Additionally, it's a good idea to keep the merge proposal focused and
avoid lateral changes.

> @@ -42,11 +43,15 @@
>
> logging.info("client.device_type = %s" %client.config.device_type)
>
> - cmd = ("sudo flock /var/lock/lava-lmc.lck linaro-media-create --hwpack-force-yes --dev %s "
> + cmd = ("flock /var/lock/lava-lmc.lck linaro-media-create --hwpack-force-yes --dev %s "
> "--image-file %s --binary %s --hwpack %s --image-size 3G --bootloader %s" %
> (client.config.lmc_dev_arg, image_file, rootfs_path, hwpack_path, bootloader))

Ditto.

> if rootfstype is not None:
> cmd += ' --rootfs ' + rootfstype
> + if image_size is not None:
> + cmd += ' --image-size ' + image_size
> + if extra_boot_args is not None:
> + cmd += ' --extra-boot-args "%s"' % extra_boot_args
> logging.info("Executing the linaro-media-create command")
> logging.info(cmd)
>...

review: Needs Fixing
Revision history for this message
Michael Hudson-Doyle (mwhudson) wrote : Posted in a previous version of this proposal

Just one quibble.

(Record list)
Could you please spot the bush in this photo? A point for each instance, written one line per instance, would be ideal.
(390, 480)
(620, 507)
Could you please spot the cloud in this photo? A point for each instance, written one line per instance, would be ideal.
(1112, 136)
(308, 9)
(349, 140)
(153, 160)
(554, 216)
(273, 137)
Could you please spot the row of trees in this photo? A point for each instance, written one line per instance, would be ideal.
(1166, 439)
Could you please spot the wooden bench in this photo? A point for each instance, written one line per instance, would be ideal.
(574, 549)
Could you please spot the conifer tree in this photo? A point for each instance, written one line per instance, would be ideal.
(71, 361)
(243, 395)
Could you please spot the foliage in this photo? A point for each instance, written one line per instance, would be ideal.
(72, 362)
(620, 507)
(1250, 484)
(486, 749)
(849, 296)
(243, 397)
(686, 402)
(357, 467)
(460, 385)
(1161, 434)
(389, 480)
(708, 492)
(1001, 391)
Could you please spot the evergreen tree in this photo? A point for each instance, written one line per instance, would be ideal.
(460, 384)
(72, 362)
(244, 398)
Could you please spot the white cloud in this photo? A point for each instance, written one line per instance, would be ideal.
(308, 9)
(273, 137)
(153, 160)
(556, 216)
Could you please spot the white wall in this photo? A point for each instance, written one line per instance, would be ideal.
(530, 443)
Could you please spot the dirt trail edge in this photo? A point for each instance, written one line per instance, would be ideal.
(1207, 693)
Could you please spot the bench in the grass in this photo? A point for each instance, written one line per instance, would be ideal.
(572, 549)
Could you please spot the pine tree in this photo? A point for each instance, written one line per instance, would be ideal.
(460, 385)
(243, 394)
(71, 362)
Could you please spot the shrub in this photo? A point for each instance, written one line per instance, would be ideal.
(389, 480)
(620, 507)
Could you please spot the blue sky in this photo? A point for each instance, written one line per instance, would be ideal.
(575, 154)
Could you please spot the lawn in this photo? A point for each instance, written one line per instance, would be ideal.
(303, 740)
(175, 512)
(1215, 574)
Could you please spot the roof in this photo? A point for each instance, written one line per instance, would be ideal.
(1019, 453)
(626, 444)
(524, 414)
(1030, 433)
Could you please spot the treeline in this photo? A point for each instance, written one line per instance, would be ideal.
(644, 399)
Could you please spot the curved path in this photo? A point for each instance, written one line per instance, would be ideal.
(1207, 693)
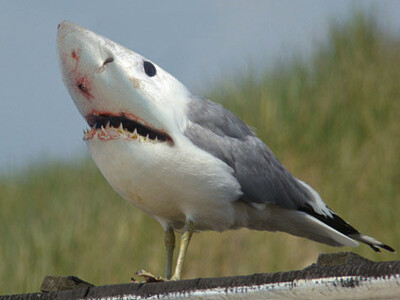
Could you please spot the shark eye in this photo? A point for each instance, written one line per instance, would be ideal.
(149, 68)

(Requirement)
Reproduce the code review excerpt word for word, from "review: Needs Fixing" up to and including "Just one quibble.".

(Reply)
review: Needs Fixing
Revision history for this message
Michael Hudson-Doyle (mwhudson) wrote : Posted in a previous version of this proposal

Just one quibble.